> _WORK REQUIRED_: Each line from the one with "Does it contain any green foliage?" to the final line of the data must be reproduced exactly, and no other line may appear.

> _DATA TO USE_:
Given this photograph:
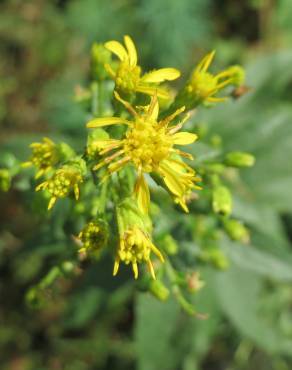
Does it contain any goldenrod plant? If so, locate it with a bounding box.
[5,35,253,316]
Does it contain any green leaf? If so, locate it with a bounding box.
[135,293,180,370]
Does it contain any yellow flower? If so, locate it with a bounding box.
[114,199,164,279]
[104,35,180,99]
[175,51,245,109]
[36,164,83,210]
[114,226,164,279]
[86,92,201,213]
[22,137,58,179]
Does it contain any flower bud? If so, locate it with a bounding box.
[204,163,225,175]
[78,219,109,256]
[223,218,250,243]
[203,248,229,270]
[225,65,245,87]
[26,287,46,309]
[0,168,11,192]
[212,185,232,216]
[224,151,255,168]
[22,138,76,179]
[159,234,178,255]
[36,159,85,210]
[22,137,58,179]
[149,279,170,301]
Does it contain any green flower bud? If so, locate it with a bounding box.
[61,261,76,275]
[149,279,170,301]
[0,168,11,192]
[223,219,250,243]
[226,65,245,87]
[204,163,225,175]
[206,248,229,270]
[212,185,232,216]
[159,234,178,255]
[224,151,255,168]
[26,287,46,309]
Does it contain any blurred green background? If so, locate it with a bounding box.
[1,0,292,369]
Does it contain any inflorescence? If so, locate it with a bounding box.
[19,35,253,289]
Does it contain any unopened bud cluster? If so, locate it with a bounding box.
[78,220,109,255]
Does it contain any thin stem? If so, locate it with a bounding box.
[91,82,99,116]
[98,81,104,116]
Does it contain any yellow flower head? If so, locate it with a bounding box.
[114,199,164,279]
[114,226,164,279]
[177,51,245,109]
[87,92,201,213]
[104,35,180,99]
[78,220,109,256]
[22,137,58,179]
[36,164,83,210]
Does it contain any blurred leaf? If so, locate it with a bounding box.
[215,265,292,355]
[135,293,180,370]
[221,238,292,282]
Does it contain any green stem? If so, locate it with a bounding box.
[91,82,98,116]
[98,81,104,116]
[98,178,108,214]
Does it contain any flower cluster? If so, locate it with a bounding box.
[36,161,85,210]
[78,220,109,256]
[22,137,58,179]
[115,199,164,279]
[19,34,252,292]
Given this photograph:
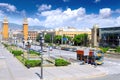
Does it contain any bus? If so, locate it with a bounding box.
[76,48,104,65]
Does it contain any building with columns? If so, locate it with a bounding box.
[2,17,9,40]
[55,27,91,39]
[23,18,28,41]
[47,27,91,39]
[45,27,91,44]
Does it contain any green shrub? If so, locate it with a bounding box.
[3,43,9,47]
[100,47,109,53]
[116,47,120,53]
[16,56,26,64]
[25,60,41,67]
[7,48,13,53]
[55,58,70,66]
[48,43,53,46]
[29,50,40,55]
[12,50,23,56]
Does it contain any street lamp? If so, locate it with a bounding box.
[16,39,18,47]
[13,37,17,50]
[59,31,63,44]
[39,33,44,79]
[22,38,25,60]
[13,37,16,45]
[26,36,31,60]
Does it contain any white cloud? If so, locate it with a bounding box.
[39,7,86,28]
[38,4,51,12]
[63,7,86,17]
[94,0,101,3]
[99,8,112,18]
[0,3,16,12]
[115,16,120,26]
[11,7,119,30]
[0,10,4,16]
[28,18,42,26]
[41,9,62,16]
[40,7,120,28]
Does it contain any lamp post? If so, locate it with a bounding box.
[13,37,17,50]
[22,38,25,60]
[16,39,18,47]
[39,33,44,79]
[26,36,31,60]
[60,31,63,44]
[13,37,16,45]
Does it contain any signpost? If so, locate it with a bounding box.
[84,48,90,63]
[84,48,89,56]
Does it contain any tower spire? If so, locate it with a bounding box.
[3,16,8,23]
[23,18,28,24]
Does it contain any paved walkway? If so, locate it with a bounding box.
[30,64,106,80]
[0,44,40,80]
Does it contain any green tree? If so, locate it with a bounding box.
[63,35,72,44]
[73,33,88,46]
[36,34,40,42]
[83,33,88,46]
[45,34,51,43]
[54,35,62,44]
[36,33,52,43]
[73,34,82,46]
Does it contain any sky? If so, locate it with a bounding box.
[0,0,120,29]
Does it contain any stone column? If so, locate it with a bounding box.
[92,24,99,47]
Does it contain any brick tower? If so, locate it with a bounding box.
[23,18,28,41]
[2,17,9,40]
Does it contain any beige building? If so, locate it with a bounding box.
[54,27,91,39]
[28,31,38,41]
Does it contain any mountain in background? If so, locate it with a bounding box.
[0,21,49,30]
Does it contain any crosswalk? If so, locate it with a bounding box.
[97,60,120,75]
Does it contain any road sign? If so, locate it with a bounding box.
[84,48,89,56]
[63,38,68,41]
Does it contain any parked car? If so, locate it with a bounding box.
[43,49,47,52]
[72,48,77,52]
[49,46,52,51]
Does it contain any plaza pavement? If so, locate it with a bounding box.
[0,43,106,80]
[30,64,106,80]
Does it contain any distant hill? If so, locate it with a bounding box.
[0,21,49,30]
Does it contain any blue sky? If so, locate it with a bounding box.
[0,0,120,29]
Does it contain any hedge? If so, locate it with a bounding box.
[12,50,23,56]
[3,43,9,47]
[116,47,120,53]
[29,50,40,55]
[55,58,70,66]
[100,47,109,53]
[25,60,41,67]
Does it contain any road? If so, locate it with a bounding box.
[18,43,120,80]
[46,50,120,80]
[84,58,120,80]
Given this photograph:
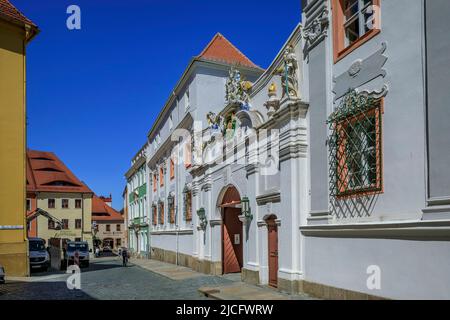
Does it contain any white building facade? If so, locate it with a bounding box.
[125,144,149,257]
[124,0,450,299]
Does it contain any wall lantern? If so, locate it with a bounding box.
[197,208,207,231]
[241,196,253,221]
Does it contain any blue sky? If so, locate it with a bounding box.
[16,0,301,209]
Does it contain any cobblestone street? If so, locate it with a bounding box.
[0,257,235,300]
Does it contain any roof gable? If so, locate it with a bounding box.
[92,196,124,221]
[197,33,260,69]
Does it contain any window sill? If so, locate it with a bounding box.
[334,29,380,63]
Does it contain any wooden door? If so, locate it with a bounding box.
[267,218,278,287]
[222,207,243,274]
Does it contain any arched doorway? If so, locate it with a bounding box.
[220,186,243,274]
[266,215,278,288]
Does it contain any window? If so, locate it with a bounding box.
[75,199,82,209]
[153,173,157,192]
[116,239,121,247]
[62,199,69,209]
[332,0,380,62]
[168,194,175,224]
[75,237,81,242]
[75,219,82,229]
[183,187,192,221]
[106,224,111,232]
[170,158,175,180]
[48,199,55,209]
[48,220,55,230]
[184,141,192,168]
[158,201,164,225]
[116,224,121,231]
[26,199,31,211]
[152,205,157,225]
[62,219,69,230]
[160,166,164,187]
[328,91,383,198]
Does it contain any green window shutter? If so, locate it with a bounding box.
[139,184,147,198]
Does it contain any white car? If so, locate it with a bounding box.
[0,265,5,283]
[29,238,50,271]
[64,241,90,268]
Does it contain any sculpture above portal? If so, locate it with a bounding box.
[225,67,252,110]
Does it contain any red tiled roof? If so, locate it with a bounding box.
[0,0,36,27]
[197,33,261,69]
[92,196,124,222]
[26,150,92,194]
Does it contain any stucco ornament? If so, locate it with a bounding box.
[275,45,299,99]
[206,111,223,133]
[303,3,329,53]
[225,67,252,109]
[333,42,388,101]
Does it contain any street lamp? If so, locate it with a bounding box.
[241,196,252,221]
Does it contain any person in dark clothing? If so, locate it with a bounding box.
[122,248,128,267]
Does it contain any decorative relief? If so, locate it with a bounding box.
[303,2,329,54]
[333,42,388,101]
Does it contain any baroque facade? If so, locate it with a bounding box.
[124,0,450,299]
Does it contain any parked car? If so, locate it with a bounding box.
[29,237,50,271]
[64,241,90,268]
[0,265,5,284]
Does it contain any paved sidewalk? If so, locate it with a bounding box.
[130,258,205,280]
[199,282,314,300]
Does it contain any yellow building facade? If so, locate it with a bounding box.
[0,2,38,277]
[34,194,93,248]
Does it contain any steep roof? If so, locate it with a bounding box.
[0,0,37,28]
[26,149,92,194]
[92,196,124,222]
[197,33,261,69]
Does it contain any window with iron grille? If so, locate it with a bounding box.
[168,194,175,224]
[183,186,192,221]
[159,201,164,225]
[328,90,383,198]
[152,205,157,225]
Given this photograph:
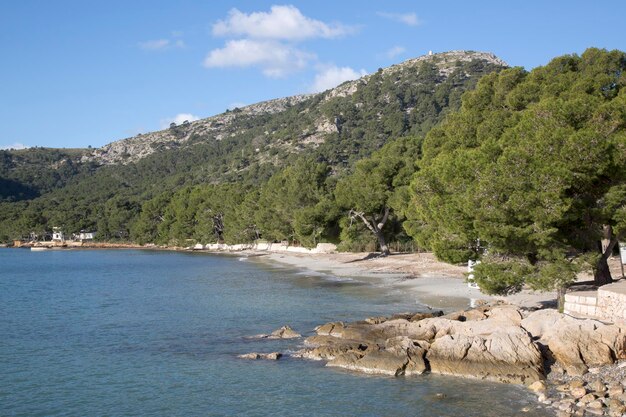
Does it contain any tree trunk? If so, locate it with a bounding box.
[376,231,390,256]
[594,230,618,286]
[349,207,391,257]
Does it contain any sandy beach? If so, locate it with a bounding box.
[248,251,560,311]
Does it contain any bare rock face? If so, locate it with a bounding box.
[426,329,544,384]
[521,310,626,376]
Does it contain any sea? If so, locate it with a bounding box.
[0,249,550,416]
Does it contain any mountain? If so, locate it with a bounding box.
[0,50,507,241]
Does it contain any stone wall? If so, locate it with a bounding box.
[564,281,626,323]
[597,281,626,323]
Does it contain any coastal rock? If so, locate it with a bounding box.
[249,325,302,340]
[238,352,282,360]
[269,325,301,339]
[521,310,626,376]
[328,350,410,376]
[528,380,547,392]
[426,329,544,384]
[298,336,368,361]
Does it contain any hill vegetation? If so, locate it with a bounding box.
[2,48,624,297]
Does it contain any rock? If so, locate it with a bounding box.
[587,399,604,409]
[299,336,367,361]
[607,398,625,410]
[249,325,301,339]
[365,316,387,324]
[584,408,603,416]
[409,311,443,322]
[487,306,524,325]
[608,386,624,397]
[528,380,547,392]
[570,387,587,399]
[570,379,585,388]
[426,327,544,384]
[238,352,282,360]
[580,393,597,404]
[521,310,625,376]
[328,350,409,376]
[588,379,607,393]
[269,325,301,339]
[315,322,345,336]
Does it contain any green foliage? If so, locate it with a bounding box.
[0,54,505,244]
[472,257,531,295]
[409,48,626,290]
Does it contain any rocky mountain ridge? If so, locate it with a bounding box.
[84,50,508,166]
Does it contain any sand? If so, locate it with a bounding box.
[248,251,561,311]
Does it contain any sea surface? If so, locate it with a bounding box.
[0,249,550,416]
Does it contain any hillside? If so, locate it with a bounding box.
[0,50,507,241]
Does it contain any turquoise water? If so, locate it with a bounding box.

> _RESPONSE TO THIS EXERCISE_:
Does it contain any green foliage? If so, locate it with a bounding box.
[0,54,505,244]
[472,257,531,295]
[409,48,626,290]
Does it contain any rocky mountain ridge? If so, locate it with a bounding box.
[84,50,508,166]
Does it contain any sand? If so, locate it with a bounding box.
[248,251,561,311]
Does it contain any sea surface? If so, locate it with a bounding box.
[0,249,550,416]
Does it contain any hillside? If so, locate it with a bounding box.
[0,50,507,241]
Does it contain any turquoise water? If so, locate it with a bounding box.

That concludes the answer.